REQUIRED WORK
Copy every line from the one containing "From this security camera still, highlight where the green grass" through the last line of the records below, both included, and nothing else.
----- DATA ENTRIES
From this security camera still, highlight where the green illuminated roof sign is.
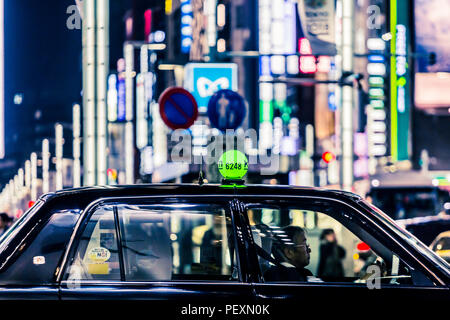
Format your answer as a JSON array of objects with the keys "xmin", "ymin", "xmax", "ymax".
[{"xmin": 217, "ymin": 150, "xmax": 248, "ymax": 180}]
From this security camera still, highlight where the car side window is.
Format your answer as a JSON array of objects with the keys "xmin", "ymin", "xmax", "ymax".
[
  {"xmin": 67, "ymin": 206, "xmax": 121, "ymax": 280},
  {"xmin": 65, "ymin": 203, "xmax": 238, "ymax": 281},
  {"xmin": 247, "ymin": 201, "xmax": 431, "ymax": 285}
]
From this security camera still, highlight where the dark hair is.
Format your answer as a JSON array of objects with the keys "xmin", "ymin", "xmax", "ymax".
[
  {"xmin": 272, "ymin": 226, "xmax": 306, "ymax": 261},
  {"xmin": 320, "ymin": 229, "xmax": 334, "ymax": 240}
]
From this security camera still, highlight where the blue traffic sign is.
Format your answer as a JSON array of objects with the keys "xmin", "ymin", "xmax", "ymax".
[
  {"xmin": 158, "ymin": 87, "xmax": 198, "ymax": 130},
  {"xmin": 208, "ymin": 89, "xmax": 247, "ymax": 132},
  {"xmin": 184, "ymin": 63, "xmax": 238, "ymax": 112}
]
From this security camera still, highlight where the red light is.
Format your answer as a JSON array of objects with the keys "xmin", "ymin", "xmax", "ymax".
[
  {"xmin": 356, "ymin": 242, "xmax": 370, "ymax": 251},
  {"xmin": 322, "ymin": 151, "xmax": 336, "ymax": 163}
]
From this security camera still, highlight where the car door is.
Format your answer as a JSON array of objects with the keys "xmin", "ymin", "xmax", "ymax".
[
  {"xmin": 60, "ymin": 196, "xmax": 252, "ymax": 302},
  {"xmin": 240, "ymin": 196, "xmax": 449, "ymax": 308}
]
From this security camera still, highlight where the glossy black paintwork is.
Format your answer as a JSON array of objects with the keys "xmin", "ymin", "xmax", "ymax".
[{"xmin": 0, "ymin": 184, "xmax": 450, "ymax": 300}]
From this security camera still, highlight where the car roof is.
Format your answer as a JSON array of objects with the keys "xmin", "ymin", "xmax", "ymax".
[
  {"xmin": 436, "ymin": 231, "xmax": 450, "ymax": 239},
  {"xmin": 41, "ymin": 183, "xmax": 362, "ymax": 206}
]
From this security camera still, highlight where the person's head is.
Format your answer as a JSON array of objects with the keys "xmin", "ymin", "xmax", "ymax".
[
  {"xmin": 320, "ymin": 229, "xmax": 336, "ymax": 242},
  {"xmin": 274, "ymin": 226, "xmax": 311, "ymax": 268}
]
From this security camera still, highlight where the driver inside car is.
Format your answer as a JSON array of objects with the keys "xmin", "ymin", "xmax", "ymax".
[{"xmin": 264, "ymin": 226, "xmax": 321, "ymax": 282}]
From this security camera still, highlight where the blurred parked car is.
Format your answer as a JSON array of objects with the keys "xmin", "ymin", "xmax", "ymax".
[
  {"xmin": 0, "ymin": 184, "xmax": 450, "ymax": 305},
  {"xmin": 430, "ymin": 231, "xmax": 450, "ymax": 263}
]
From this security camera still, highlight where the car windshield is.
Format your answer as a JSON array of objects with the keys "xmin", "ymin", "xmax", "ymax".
[{"xmin": 360, "ymin": 200, "xmax": 450, "ymax": 275}]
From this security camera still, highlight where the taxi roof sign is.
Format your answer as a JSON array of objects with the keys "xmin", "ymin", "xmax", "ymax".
[{"xmin": 217, "ymin": 150, "xmax": 248, "ymax": 182}]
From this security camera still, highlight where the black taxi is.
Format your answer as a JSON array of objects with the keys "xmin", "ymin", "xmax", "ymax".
[{"xmin": 0, "ymin": 184, "xmax": 450, "ymax": 304}]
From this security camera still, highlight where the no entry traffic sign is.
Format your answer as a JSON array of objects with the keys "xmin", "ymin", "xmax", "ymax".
[{"xmin": 158, "ymin": 87, "xmax": 198, "ymax": 130}]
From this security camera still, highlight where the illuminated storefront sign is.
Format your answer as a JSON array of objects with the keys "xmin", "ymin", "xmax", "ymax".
[
  {"xmin": 390, "ymin": 0, "xmax": 410, "ymax": 162},
  {"xmin": 107, "ymin": 74, "xmax": 118, "ymax": 122}
]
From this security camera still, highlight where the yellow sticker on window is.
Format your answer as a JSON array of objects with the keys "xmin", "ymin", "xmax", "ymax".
[
  {"xmin": 88, "ymin": 262, "xmax": 109, "ymax": 274},
  {"xmin": 88, "ymin": 247, "xmax": 111, "ymax": 263}
]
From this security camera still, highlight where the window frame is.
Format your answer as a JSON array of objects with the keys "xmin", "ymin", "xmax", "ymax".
[
  {"xmin": 56, "ymin": 195, "xmax": 248, "ymax": 286},
  {"xmin": 232, "ymin": 195, "xmax": 446, "ymax": 289}
]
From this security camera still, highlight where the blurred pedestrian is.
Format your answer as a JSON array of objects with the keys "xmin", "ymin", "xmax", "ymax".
[
  {"xmin": 317, "ymin": 229, "xmax": 345, "ymax": 279},
  {"xmin": 0, "ymin": 212, "xmax": 13, "ymax": 236}
]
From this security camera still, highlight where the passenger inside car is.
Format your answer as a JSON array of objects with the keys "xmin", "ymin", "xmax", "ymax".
[{"xmin": 264, "ymin": 226, "xmax": 313, "ymax": 281}]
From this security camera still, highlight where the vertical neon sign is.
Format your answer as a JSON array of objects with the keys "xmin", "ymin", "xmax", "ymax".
[{"xmin": 0, "ymin": 0, "xmax": 5, "ymax": 159}]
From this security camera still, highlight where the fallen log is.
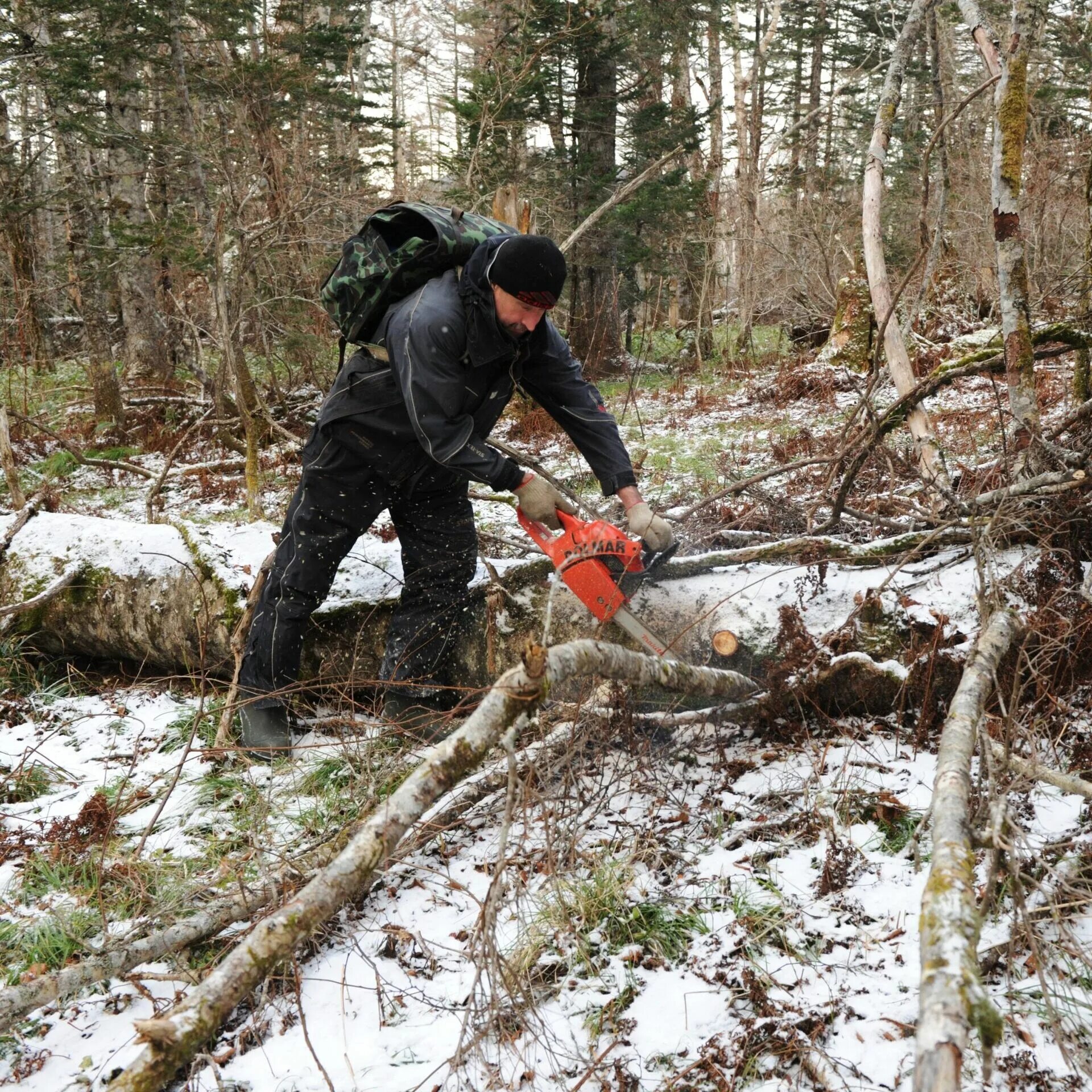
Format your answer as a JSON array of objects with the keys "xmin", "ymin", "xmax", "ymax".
[
  {"xmin": 111, "ymin": 641, "xmax": 755, "ymax": 1092},
  {"xmin": 0, "ymin": 724, "xmax": 573, "ymax": 1032},
  {"xmin": 0, "ymin": 502, "xmax": 987, "ymax": 688},
  {"xmin": 914, "ymin": 610, "xmax": 1020, "ymax": 1092}
]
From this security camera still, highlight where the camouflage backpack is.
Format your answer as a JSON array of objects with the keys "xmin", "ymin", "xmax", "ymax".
[{"xmin": 320, "ymin": 201, "xmax": 515, "ymax": 367}]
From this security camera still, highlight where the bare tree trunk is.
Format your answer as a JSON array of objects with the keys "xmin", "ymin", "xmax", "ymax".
[
  {"xmin": 212, "ymin": 215, "xmax": 266, "ymax": 520},
  {"xmin": 50, "ymin": 104, "xmax": 126, "ymax": 438},
  {"xmin": 861, "ymin": 0, "xmax": 947, "ymax": 484},
  {"xmin": 914, "ymin": 610, "xmax": 1020, "ymax": 1092},
  {"xmin": 0, "ymin": 95, "xmax": 52, "ymax": 370},
  {"xmin": 0, "ymin": 402, "xmax": 26, "ymax": 511},
  {"xmin": 106, "ymin": 72, "xmax": 172, "ymax": 381},
  {"xmin": 706, "ymin": 2, "xmax": 730, "ymax": 318},
  {"xmin": 111, "ymin": 641, "xmax": 755, "ymax": 1092},
  {"xmin": 568, "ymin": 0, "xmax": 623, "ymax": 375},
  {"xmin": 731, "ymin": 0, "xmax": 781, "ymax": 351},
  {"xmin": 1073, "ymin": 143, "xmax": 1092, "ymax": 402},
  {"xmin": 960, "ymin": 0, "xmax": 1043, "ymax": 465},
  {"xmin": 903, "ymin": 0, "xmax": 951, "ymax": 334},
  {"xmin": 804, "ymin": 0, "xmax": 826, "ymax": 198}
]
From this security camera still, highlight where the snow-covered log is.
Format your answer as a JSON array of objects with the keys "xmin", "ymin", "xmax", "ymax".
[
  {"xmin": 861, "ymin": 0, "xmax": 947, "ymax": 486},
  {"xmin": 110, "ymin": 641, "xmax": 755, "ymax": 1092},
  {"xmin": 914, "ymin": 610, "xmax": 1020, "ymax": 1092},
  {"xmin": 0, "ymin": 506, "xmax": 971, "ymax": 687},
  {"xmin": 0, "ymin": 724, "xmax": 573, "ymax": 1032}
]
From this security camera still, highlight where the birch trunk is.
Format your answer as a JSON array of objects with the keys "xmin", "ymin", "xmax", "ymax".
[
  {"xmin": 111, "ymin": 641, "xmax": 755, "ymax": 1092},
  {"xmin": 731, "ymin": 0, "xmax": 781, "ymax": 351},
  {"xmin": 990, "ymin": 0, "xmax": 1043, "ymax": 452},
  {"xmin": 914, "ymin": 610, "xmax": 1020, "ymax": 1092},
  {"xmin": 862, "ymin": 0, "xmax": 948, "ymax": 487},
  {"xmin": 959, "ymin": 0, "xmax": 1043, "ymax": 458},
  {"xmin": 706, "ymin": 5, "xmax": 730, "ymax": 311},
  {"xmin": 106, "ymin": 72, "xmax": 171, "ymax": 381}
]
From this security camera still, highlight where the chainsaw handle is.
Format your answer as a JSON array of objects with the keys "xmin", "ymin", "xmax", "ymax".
[{"xmin": 515, "ymin": 507, "xmax": 586, "ymax": 556}]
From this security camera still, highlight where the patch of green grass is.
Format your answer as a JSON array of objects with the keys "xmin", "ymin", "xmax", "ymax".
[
  {"xmin": 514, "ymin": 863, "xmax": 708, "ymax": 971},
  {"xmin": 874, "ymin": 812, "xmax": 921, "ymax": 856},
  {"xmin": 731, "ymin": 879, "xmax": 799, "ymax": 956},
  {"xmin": 0, "ymin": 908, "xmax": 102, "ymax": 986},
  {"xmin": 159, "ymin": 702, "xmax": 221, "ymax": 755},
  {"xmin": 299, "ymin": 755, "xmax": 356, "ymax": 796},
  {"xmin": 0, "ymin": 762, "xmax": 62, "ymax": 804},
  {"xmin": 34, "ymin": 448, "xmax": 80, "ymax": 478},
  {"xmin": 584, "ymin": 983, "xmax": 636, "ymax": 1040},
  {"xmin": 86, "ymin": 444, "xmax": 140, "ymax": 462}
]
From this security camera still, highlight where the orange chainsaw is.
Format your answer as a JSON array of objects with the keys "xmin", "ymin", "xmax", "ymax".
[{"xmin": 515, "ymin": 508, "xmax": 681, "ymax": 660}]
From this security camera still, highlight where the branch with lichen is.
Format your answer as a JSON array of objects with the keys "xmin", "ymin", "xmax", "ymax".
[
  {"xmin": 110, "ymin": 641, "xmax": 756, "ymax": 1092},
  {"xmin": 914, "ymin": 610, "xmax": 1020, "ymax": 1092}
]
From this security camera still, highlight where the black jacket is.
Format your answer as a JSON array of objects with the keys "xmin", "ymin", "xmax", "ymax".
[{"xmin": 319, "ymin": 236, "xmax": 636, "ymax": 495}]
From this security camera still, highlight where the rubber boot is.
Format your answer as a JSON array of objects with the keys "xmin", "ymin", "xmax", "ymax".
[
  {"xmin": 383, "ymin": 690, "xmax": 456, "ymax": 744},
  {"xmin": 239, "ymin": 705, "xmax": 292, "ymax": 762}
]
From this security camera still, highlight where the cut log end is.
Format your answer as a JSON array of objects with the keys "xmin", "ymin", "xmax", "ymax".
[{"xmin": 133, "ymin": 1020, "xmax": 178, "ymax": 1046}]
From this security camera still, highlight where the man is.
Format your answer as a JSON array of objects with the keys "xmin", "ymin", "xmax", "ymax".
[{"xmin": 239, "ymin": 235, "xmax": 673, "ymax": 758}]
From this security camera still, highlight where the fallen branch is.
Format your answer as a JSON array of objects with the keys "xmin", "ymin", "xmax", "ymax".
[
  {"xmin": 914, "ymin": 610, "xmax": 1020, "ymax": 1092},
  {"xmin": 0, "ymin": 566, "xmax": 81, "ymax": 618},
  {"xmin": 820, "ymin": 338, "xmax": 1070, "ymax": 532},
  {"xmin": 111, "ymin": 641, "xmax": 755, "ymax": 1092},
  {"xmin": 660, "ymin": 526, "xmax": 972, "ymax": 580},
  {"xmin": 990, "ymin": 739, "xmax": 1092, "ymax": 800},
  {"xmin": 0, "ymin": 495, "xmax": 42, "ymax": 561},
  {"xmin": 558, "ymin": 144, "xmax": 682, "ymax": 254},
  {"xmin": 675, "ymin": 456, "xmax": 834, "ymax": 523},
  {"xmin": 214, "ymin": 549, "xmax": 276, "ymax": 747},
  {"xmin": 12, "ymin": 410, "xmax": 155, "ymax": 481},
  {"xmin": 0, "ymin": 724, "xmax": 598, "ymax": 1032},
  {"xmin": 0, "ymin": 402, "xmax": 26, "ymax": 510}
]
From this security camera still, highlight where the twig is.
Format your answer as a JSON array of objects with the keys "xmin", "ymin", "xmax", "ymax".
[
  {"xmin": 0, "ymin": 565, "xmax": 83, "ymax": 618},
  {"xmin": 569, "ymin": 1039, "xmax": 621, "ymax": 1092},
  {"xmin": 488, "ymin": 436, "xmax": 603, "ymax": 520},
  {"xmin": 292, "ymin": 958, "xmax": 336, "ymax": 1092},
  {"xmin": 11, "ymin": 410, "xmax": 155, "ymax": 479},
  {"xmin": 0, "ymin": 402, "xmax": 26, "ymax": 509},
  {"xmin": 213, "ymin": 549, "xmax": 276, "ymax": 748},
  {"xmin": 558, "ymin": 144, "xmax": 682, "ymax": 254},
  {"xmin": 675, "ymin": 456, "xmax": 835, "ymax": 523},
  {"xmin": 988, "ymin": 739, "xmax": 1092, "ymax": 800},
  {"xmin": 144, "ymin": 406, "xmax": 215, "ymax": 523}
]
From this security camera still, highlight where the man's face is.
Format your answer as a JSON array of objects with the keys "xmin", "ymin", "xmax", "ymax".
[{"xmin": 491, "ymin": 285, "xmax": 546, "ymax": 337}]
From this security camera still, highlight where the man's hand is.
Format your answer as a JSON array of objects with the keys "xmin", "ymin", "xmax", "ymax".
[
  {"xmin": 626, "ymin": 500, "xmax": 675, "ymax": 553},
  {"xmin": 512, "ymin": 474, "xmax": 577, "ymax": 531}
]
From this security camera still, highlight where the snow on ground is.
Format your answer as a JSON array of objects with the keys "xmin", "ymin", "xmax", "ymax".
[{"xmin": 5, "ymin": 691, "xmax": 1092, "ymax": 1092}]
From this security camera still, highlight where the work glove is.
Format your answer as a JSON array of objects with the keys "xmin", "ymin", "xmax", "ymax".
[
  {"xmin": 626, "ymin": 500, "xmax": 675, "ymax": 553},
  {"xmin": 512, "ymin": 474, "xmax": 577, "ymax": 531}
]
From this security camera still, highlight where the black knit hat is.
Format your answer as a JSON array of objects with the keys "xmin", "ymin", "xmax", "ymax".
[{"xmin": 487, "ymin": 235, "xmax": 565, "ymax": 310}]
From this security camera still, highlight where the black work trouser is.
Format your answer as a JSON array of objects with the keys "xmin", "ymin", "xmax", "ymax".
[{"xmin": 239, "ymin": 427, "xmax": 477, "ymax": 708}]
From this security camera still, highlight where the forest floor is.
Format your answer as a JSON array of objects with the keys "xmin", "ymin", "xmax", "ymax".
[{"xmin": 0, "ymin": 325, "xmax": 1092, "ymax": 1092}]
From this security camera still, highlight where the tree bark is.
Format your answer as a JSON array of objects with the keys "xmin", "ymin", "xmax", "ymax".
[
  {"xmin": 959, "ymin": 0, "xmax": 1044, "ymax": 456},
  {"xmin": 914, "ymin": 610, "xmax": 1020, "ymax": 1092},
  {"xmin": 0, "ymin": 95, "xmax": 51, "ymax": 371},
  {"xmin": 0, "ymin": 402, "xmax": 26, "ymax": 511},
  {"xmin": 705, "ymin": 2, "xmax": 730, "ymax": 318},
  {"xmin": 731, "ymin": 0, "xmax": 781, "ymax": 353},
  {"xmin": 113, "ymin": 641, "xmax": 755, "ymax": 1092},
  {"xmin": 106, "ymin": 72, "xmax": 172, "ymax": 381},
  {"xmin": 862, "ymin": 0, "xmax": 948, "ymax": 486},
  {"xmin": 568, "ymin": 0, "xmax": 624, "ymax": 377},
  {"xmin": 804, "ymin": 0, "xmax": 826, "ymax": 198}
]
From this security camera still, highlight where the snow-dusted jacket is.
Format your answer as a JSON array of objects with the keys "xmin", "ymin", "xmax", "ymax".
[{"xmin": 319, "ymin": 236, "xmax": 635, "ymax": 495}]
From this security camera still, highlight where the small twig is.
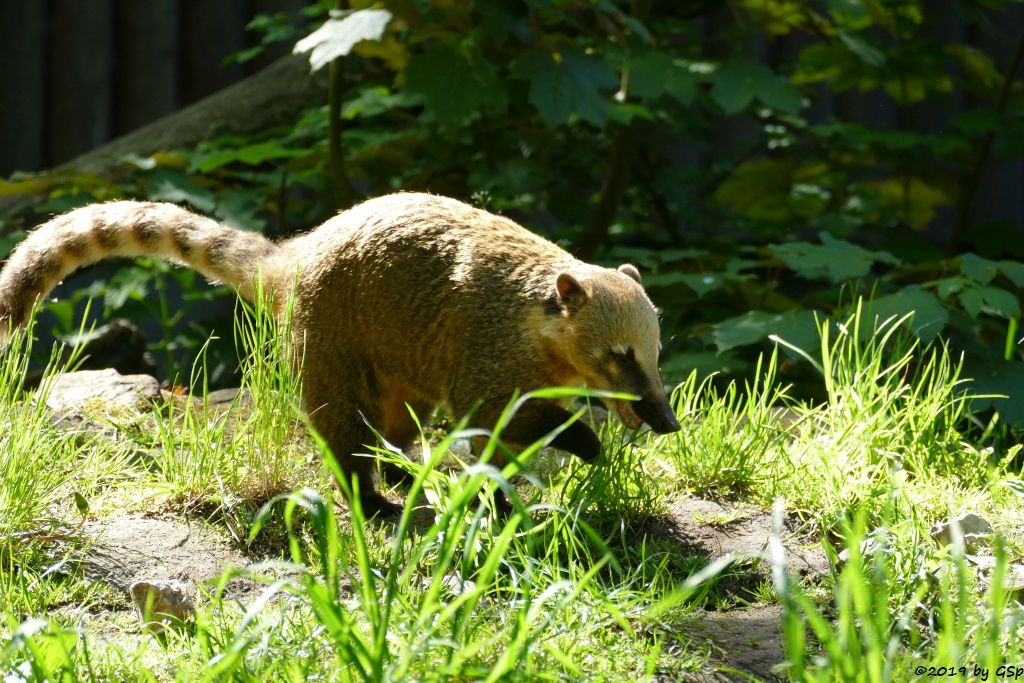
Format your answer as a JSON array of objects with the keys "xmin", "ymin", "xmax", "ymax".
[
  {"xmin": 327, "ymin": 0, "xmax": 352, "ymax": 209},
  {"xmin": 948, "ymin": 34, "xmax": 1024, "ymax": 249}
]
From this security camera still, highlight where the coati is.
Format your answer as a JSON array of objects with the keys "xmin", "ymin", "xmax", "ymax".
[{"xmin": 0, "ymin": 193, "xmax": 679, "ymax": 516}]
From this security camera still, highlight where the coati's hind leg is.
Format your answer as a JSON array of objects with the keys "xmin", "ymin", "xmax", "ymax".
[
  {"xmin": 460, "ymin": 397, "xmax": 601, "ymax": 514},
  {"xmin": 303, "ymin": 396, "xmax": 401, "ymax": 518},
  {"xmin": 472, "ymin": 398, "xmax": 601, "ymax": 462},
  {"xmin": 379, "ymin": 382, "xmax": 434, "ymax": 486}
]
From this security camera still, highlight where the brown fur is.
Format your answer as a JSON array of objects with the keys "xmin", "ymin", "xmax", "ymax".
[{"xmin": 0, "ymin": 194, "xmax": 678, "ymax": 512}]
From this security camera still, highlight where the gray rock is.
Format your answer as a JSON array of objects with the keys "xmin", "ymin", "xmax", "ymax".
[
  {"xmin": 932, "ymin": 512, "xmax": 992, "ymax": 553},
  {"xmin": 46, "ymin": 369, "xmax": 160, "ymax": 415},
  {"xmin": 839, "ymin": 527, "xmax": 889, "ymax": 562},
  {"xmin": 82, "ymin": 516, "xmax": 255, "ymax": 597},
  {"xmin": 130, "ymin": 580, "xmax": 196, "ymax": 631}
]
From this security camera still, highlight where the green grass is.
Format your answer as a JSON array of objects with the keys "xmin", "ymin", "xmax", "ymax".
[{"xmin": 0, "ymin": 296, "xmax": 1024, "ymax": 681}]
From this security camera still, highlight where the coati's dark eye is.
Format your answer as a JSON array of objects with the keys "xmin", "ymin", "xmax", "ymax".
[{"xmin": 608, "ymin": 349, "xmax": 634, "ymax": 367}]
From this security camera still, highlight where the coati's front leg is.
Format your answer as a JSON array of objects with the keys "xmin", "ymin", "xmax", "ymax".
[
  {"xmin": 472, "ymin": 398, "xmax": 601, "ymax": 462},
  {"xmin": 471, "ymin": 397, "xmax": 601, "ymax": 514},
  {"xmin": 310, "ymin": 413, "xmax": 401, "ymax": 519}
]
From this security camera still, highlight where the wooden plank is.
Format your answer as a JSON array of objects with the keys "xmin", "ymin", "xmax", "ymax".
[
  {"xmin": 179, "ymin": 0, "xmax": 245, "ymax": 104},
  {"xmin": 0, "ymin": 0, "xmax": 46, "ymax": 177},
  {"xmin": 113, "ymin": 0, "xmax": 179, "ymax": 135},
  {"xmin": 46, "ymin": 0, "xmax": 114, "ymax": 165}
]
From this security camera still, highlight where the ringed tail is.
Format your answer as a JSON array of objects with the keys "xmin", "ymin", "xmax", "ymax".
[{"xmin": 0, "ymin": 201, "xmax": 278, "ymax": 344}]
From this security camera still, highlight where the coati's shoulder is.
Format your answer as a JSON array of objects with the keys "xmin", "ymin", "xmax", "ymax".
[{"xmin": 285, "ymin": 193, "xmax": 580, "ymax": 299}]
----------
RESULT
From this security camera still, highlight where the green grass is.
Format your answer as a JSON array of objects with the keys "xmin", "ymin", "xmax", "ymax".
[{"xmin": 0, "ymin": 296, "xmax": 1024, "ymax": 681}]
From this security camera still, highlight where the coati's dark eye is.
Format your answer as a JSON array of objects with the keys "xmin", "ymin", "xmax", "ymax".
[{"xmin": 608, "ymin": 349, "xmax": 634, "ymax": 367}]
From this security camera still, highlight where the coati's front leg is.
Format your answer as a JSON array of objects with the keys "xmin", "ymin", "xmax", "ymax".
[
  {"xmin": 472, "ymin": 398, "xmax": 601, "ymax": 462},
  {"xmin": 471, "ymin": 397, "xmax": 601, "ymax": 514},
  {"xmin": 310, "ymin": 413, "xmax": 401, "ymax": 519}
]
From this security camera still, highlight where the wooden plank is.
Format your answer as a JSON array of objects with the keys "xmin", "ymin", "xmax", "ymax".
[
  {"xmin": 179, "ymin": 0, "xmax": 245, "ymax": 104},
  {"xmin": 0, "ymin": 0, "xmax": 46, "ymax": 177},
  {"xmin": 113, "ymin": 0, "xmax": 179, "ymax": 135},
  {"xmin": 46, "ymin": 0, "xmax": 114, "ymax": 165}
]
From this security camera still, highlight where the ringed tail is.
Format your answer as a JSON array of objects with the keys "xmin", "ymin", "xmax", "ymax".
[{"xmin": 0, "ymin": 201, "xmax": 278, "ymax": 344}]
From this security camera still, highlight where the coati's shoulder is.
Format your answer as a JSON array of objects with the keys "xmin", "ymin", "xmax", "ymax".
[{"xmin": 285, "ymin": 193, "xmax": 580, "ymax": 299}]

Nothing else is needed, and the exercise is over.